WORK ORDER:
Starting at the line that contains "Locate the drawer", return every line down to the end of the records below, exactly as written.

TASK INPUTS:
::::::

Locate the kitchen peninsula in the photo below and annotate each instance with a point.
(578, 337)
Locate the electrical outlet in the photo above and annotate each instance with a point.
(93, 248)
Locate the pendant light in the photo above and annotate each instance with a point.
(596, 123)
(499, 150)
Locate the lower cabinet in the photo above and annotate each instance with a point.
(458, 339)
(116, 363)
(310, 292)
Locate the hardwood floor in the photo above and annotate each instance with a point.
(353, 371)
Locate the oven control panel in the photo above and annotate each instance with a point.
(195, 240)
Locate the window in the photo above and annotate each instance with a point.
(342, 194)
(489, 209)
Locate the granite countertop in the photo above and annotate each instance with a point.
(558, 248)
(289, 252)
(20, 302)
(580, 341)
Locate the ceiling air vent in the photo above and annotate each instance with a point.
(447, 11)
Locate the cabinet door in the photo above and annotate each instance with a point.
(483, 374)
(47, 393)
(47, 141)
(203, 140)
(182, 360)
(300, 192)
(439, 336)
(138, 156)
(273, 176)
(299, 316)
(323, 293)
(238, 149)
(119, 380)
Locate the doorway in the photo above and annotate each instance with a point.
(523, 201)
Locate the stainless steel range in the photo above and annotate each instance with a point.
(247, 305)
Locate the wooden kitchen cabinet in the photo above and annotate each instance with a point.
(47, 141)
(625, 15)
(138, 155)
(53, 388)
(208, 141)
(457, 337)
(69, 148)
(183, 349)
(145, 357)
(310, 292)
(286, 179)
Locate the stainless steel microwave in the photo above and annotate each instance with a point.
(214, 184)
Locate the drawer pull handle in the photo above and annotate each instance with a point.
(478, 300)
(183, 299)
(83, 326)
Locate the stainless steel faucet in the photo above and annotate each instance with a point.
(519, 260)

::::::

SOLUTION TO THIS TASK:
Locate the drawer pull handle in the photo above and annotate each instance with a point.
(478, 300)
(183, 299)
(83, 326)
Locate the stainless steel faucet in the photo above and annotate each instance with a point.
(519, 260)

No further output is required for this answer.